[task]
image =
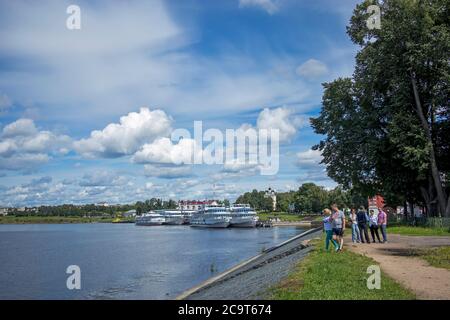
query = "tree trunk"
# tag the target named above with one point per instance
(442, 198)
(411, 211)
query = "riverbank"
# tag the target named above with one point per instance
(326, 275)
(52, 220)
(252, 278)
(419, 263)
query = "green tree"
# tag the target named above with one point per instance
(385, 127)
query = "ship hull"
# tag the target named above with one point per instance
(243, 224)
(211, 225)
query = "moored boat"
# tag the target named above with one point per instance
(211, 217)
(243, 216)
(150, 219)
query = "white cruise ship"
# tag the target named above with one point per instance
(172, 217)
(150, 219)
(243, 216)
(211, 217)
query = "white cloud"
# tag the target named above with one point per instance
(269, 6)
(309, 158)
(236, 165)
(167, 172)
(164, 151)
(126, 137)
(283, 119)
(24, 148)
(20, 127)
(312, 170)
(102, 179)
(312, 69)
(5, 103)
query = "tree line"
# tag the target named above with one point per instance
(309, 198)
(387, 127)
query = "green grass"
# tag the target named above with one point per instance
(50, 219)
(437, 257)
(329, 276)
(418, 231)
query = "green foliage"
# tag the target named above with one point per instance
(308, 199)
(375, 139)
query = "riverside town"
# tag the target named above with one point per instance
(225, 158)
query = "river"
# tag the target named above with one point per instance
(121, 261)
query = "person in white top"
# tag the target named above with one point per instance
(373, 225)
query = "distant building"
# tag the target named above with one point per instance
(270, 193)
(102, 204)
(129, 213)
(188, 205)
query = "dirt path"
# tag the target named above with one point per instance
(397, 259)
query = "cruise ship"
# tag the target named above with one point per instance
(150, 219)
(172, 217)
(211, 217)
(243, 216)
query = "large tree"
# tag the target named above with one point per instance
(387, 127)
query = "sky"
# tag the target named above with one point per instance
(86, 115)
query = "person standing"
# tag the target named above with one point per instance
(363, 220)
(356, 236)
(382, 223)
(338, 224)
(328, 230)
(373, 224)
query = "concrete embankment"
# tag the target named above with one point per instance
(251, 278)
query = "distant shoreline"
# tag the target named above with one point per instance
(52, 220)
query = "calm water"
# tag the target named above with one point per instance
(121, 261)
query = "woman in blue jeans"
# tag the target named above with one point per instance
(328, 230)
(356, 237)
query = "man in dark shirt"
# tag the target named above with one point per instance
(363, 219)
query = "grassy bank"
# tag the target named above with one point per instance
(419, 231)
(50, 219)
(327, 275)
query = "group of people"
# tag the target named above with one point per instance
(334, 224)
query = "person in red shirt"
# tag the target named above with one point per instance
(382, 223)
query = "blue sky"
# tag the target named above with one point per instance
(76, 106)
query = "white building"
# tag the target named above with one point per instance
(270, 193)
(129, 213)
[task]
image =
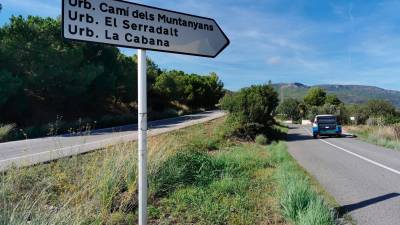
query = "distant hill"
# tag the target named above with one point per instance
(347, 93)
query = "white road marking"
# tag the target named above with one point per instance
(359, 156)
(111, 140)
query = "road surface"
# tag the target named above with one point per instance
(363, 178)
(33, 151)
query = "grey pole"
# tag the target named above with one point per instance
(142, 135)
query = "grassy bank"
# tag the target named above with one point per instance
(385, 136)
(197, 176)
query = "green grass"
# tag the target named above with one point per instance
(299, 202)
(196, 176)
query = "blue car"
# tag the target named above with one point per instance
(326, 125)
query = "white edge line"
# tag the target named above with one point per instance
(120, 140)
(359, 156)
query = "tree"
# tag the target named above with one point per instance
(252, 109)
(315, 97)
(332, 100)
(376, 108)
(290, 109)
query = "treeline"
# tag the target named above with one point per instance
(317, 101)
(42, 77)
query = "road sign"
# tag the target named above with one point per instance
(132, 25)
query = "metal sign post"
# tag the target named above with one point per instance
(132, 25)
(142, 135)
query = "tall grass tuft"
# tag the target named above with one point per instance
(299, 203)
(5, 130)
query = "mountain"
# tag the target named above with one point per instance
(347, 93)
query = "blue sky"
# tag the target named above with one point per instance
(308, 41)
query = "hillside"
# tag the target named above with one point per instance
(346, 93)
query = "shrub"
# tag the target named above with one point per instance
(6, 130)
(251, 110)
(261, 139)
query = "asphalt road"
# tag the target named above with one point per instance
(363, 178)
(33, 151)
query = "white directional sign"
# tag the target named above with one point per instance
(132, 25)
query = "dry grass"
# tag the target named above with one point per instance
(102, 183)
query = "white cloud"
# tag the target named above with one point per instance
(275, 60)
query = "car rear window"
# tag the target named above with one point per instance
(327, 120)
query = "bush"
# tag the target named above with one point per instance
(6, 130)
(261, 139)
(251, 110)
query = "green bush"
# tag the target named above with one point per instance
(261, 139)
(251, 110)
(5, 130)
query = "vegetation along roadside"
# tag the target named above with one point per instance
(206, 174)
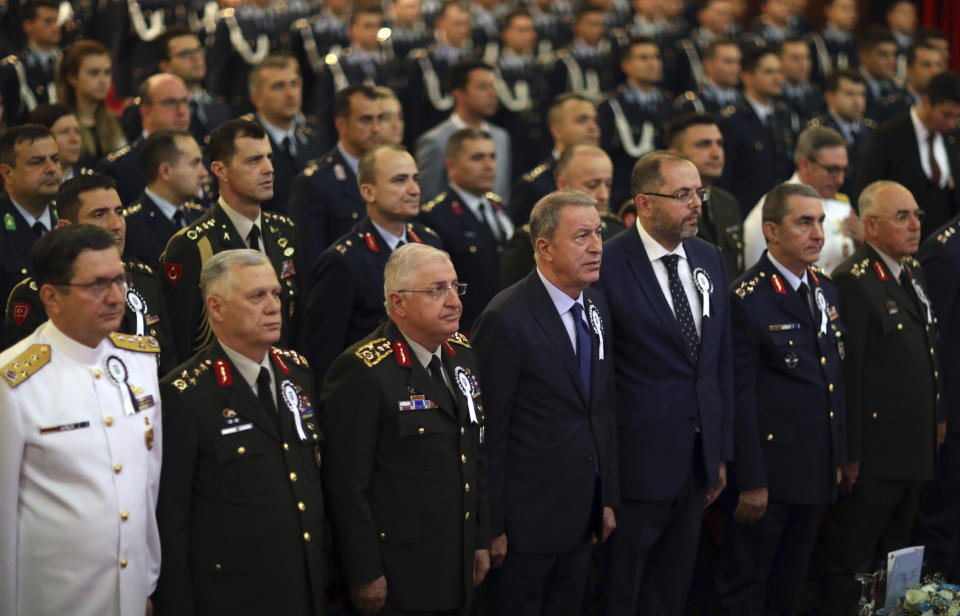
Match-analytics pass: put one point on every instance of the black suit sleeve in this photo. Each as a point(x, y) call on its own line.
point(497, 362)
point(180, 437)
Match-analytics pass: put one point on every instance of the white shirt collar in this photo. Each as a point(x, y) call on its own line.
point(241, 223)
point(789, 276)
point(352, 161)
point(45, 218)
point(391, 239)
point(166, 208)
point(891, 264)
point(248, 368)
point(654, 249)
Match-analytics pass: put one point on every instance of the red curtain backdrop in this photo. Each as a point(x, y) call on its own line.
point(945, 14)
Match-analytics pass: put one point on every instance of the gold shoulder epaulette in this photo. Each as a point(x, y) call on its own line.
point(535, 173)
point(460, 339)
point(26, 364)
point(433, 202)
point(374, 352)
point(130, 342)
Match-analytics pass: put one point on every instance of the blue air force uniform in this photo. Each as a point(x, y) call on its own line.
point(789, 432)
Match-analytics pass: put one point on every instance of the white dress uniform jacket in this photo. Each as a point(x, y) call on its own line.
point(79, 473)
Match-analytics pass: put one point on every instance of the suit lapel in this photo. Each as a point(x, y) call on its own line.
point(642, 269)
point(545, 313)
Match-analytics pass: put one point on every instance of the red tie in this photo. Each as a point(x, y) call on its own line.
point(934, 167)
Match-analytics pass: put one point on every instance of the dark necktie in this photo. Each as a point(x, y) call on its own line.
point(253, 238)
point(584, 346)
point(436, 373)
point(934, 167)
point(804, 292)
point(681, 307)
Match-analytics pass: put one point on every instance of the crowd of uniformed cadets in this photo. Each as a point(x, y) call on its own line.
point(600, 307)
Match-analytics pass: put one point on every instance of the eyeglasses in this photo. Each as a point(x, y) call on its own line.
point(100, 286)
point(460, 288)
point(685, 197)
point(832, 169)
point(901, 218)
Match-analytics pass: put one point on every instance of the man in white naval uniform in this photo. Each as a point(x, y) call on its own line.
point(79, 443)
point(821, 159)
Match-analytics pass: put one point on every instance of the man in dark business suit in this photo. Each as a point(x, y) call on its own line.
point(548, 376)
point(674, 386)
point(240, 510)
point(891, 378)
point(920, 149)
point(175, 175)
point(789, 441)
point(404, 419)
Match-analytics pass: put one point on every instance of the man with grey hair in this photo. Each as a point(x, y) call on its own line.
point(892, 383)
point(548, 381)
point(788, 441)
point(821, 159)
point(346, 282)
point(404, 468)
point(241, 506)
point(674, 385)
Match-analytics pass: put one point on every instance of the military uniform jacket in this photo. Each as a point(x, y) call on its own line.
point(125, 166)
point(789, 434)
point(474, 250)
point(758, 156)
point(721, 226)
point(346, 291)
point(628, 130)
point(145, 313)
point(79, 474)
point(404, 470)
point(890, 370)
point(325, 203)
point(530, 188)
point(241, 504)
point(16, 241)
point(940, 256)
point(543, 422)
point(190, 248)
point(149, 229)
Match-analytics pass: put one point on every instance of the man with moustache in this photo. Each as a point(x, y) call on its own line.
point(548, 377)
point(346, 286)
point(93, 200)
point(893, 396)
point(241, 160)
point(404, 469)
point(788, 354)
point(582, 167)
point(674, 386)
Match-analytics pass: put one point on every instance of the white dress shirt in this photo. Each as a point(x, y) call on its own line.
point(655, 252)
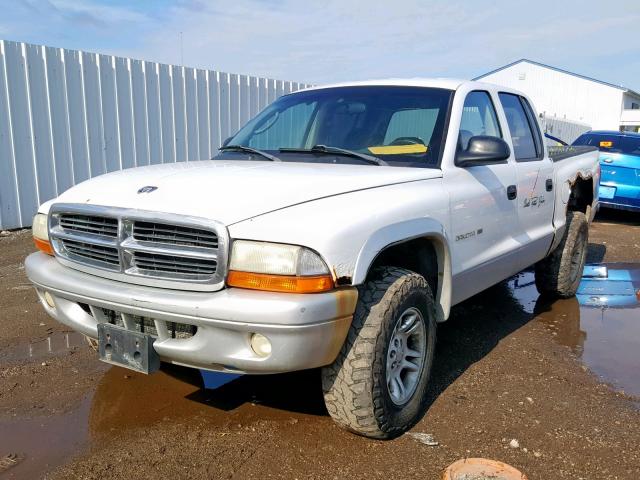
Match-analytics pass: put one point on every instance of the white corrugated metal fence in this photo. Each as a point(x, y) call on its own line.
point(67, 115)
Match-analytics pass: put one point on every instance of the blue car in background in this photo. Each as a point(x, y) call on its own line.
point(620, 164)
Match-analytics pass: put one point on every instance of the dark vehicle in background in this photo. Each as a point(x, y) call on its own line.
point(620, 164)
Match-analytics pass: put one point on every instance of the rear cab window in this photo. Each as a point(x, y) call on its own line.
point(478, 118)
point(525, 134)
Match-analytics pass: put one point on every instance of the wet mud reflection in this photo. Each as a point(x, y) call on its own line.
point(601, 324)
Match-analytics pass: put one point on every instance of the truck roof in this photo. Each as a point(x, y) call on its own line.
point(448, 83)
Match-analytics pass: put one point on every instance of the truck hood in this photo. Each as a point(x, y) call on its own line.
point(231, 191)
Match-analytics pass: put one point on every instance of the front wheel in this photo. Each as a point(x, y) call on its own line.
point(377, 385)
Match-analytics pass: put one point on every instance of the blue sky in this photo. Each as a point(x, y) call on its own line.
point(335, 40)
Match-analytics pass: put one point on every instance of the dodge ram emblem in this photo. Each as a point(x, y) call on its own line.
point(147, 189)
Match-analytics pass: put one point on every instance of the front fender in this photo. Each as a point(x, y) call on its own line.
point(402, 232)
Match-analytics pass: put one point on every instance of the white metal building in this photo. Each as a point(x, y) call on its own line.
point(566, 95)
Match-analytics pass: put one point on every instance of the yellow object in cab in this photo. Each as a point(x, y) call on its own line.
point(398, 149)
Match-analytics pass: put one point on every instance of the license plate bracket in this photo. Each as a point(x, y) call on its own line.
point(607, 192)
point(126, 348)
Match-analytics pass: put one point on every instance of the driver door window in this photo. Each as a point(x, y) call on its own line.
point(478, 118)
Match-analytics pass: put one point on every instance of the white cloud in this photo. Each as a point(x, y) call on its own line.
point(336, 40)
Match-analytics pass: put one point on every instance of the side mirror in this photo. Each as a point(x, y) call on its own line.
point(483, 150)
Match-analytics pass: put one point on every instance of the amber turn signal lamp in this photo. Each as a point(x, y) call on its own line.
point(43, 246)
point(280, 283)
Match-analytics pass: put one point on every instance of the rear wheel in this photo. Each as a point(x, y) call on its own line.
point(559, 274)
point(377, 385)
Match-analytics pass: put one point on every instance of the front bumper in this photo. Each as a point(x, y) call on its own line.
point(305, 330)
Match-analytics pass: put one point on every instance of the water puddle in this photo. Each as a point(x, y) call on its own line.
point(40, 444)
point(124, 400)
point(54, 344)
point(601, 324)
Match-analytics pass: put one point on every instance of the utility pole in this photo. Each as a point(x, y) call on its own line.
point(181, 51)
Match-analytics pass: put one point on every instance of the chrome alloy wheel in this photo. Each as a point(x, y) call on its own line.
point(405, 356)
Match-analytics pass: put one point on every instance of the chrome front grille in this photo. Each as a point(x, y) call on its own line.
point(152, 262)
point(174, 234)
point(94, 253)
point(104, 226)
point(148, 248)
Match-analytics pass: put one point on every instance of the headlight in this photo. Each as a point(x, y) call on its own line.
point(40, 232)
point(39, 227)
point(277, 267)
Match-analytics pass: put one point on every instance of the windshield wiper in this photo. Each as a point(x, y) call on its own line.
point(242, 148)
point(339, 151)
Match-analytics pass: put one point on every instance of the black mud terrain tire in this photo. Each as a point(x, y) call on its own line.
point(560, 273)
point(358, 386)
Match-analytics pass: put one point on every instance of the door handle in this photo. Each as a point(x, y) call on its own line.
point(549, 184)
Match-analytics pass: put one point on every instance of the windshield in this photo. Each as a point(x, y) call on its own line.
point(401, 125)
point(611, 143)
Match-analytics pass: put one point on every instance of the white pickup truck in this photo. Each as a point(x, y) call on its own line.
point(334, 230)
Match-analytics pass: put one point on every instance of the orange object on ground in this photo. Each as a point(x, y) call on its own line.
point(481, 469)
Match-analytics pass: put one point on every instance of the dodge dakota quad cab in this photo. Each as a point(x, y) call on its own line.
point(334, 230)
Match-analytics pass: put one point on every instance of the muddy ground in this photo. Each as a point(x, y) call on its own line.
point(502, 372)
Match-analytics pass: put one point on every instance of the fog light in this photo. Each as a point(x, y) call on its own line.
point(260, 345)
point(49, 299)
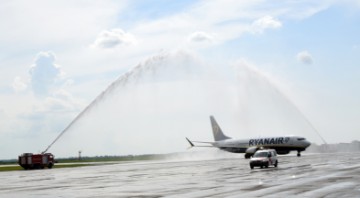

# WHAT THE TASK ASKS
Can you rewrite everything from the line containing "the front wheel" down to the line containing "point(566, 95)", both ends included and the requests kept, adding 75 to every coordinate in the answer points?

# RESPONSE TO THIS TASK
Match-analytics pass: put one point on every instance of the front wheel in this photo. Each as a point(x, y) call on its own line.
point(452, 460)
Match-analytics pass: put one point on every instance of the blue sky in this photo. Each as a point(x, y) call on its own line.
point(410, 115)
Match-analytics pass: put one point on every instance of the dodge ram emblem in this photo. Each as a point(x, y) call on its own line.
point(222, 264)
Match-analytics pass: put one point on every instance of the front fender in this photo. Each as a point(x, y) call on its own line.
point(477, 307)
Match-analytics pass: put one point on every instance of the white metal building in this photo. Each as a point(x, y) call on its own line.
point(641, 170)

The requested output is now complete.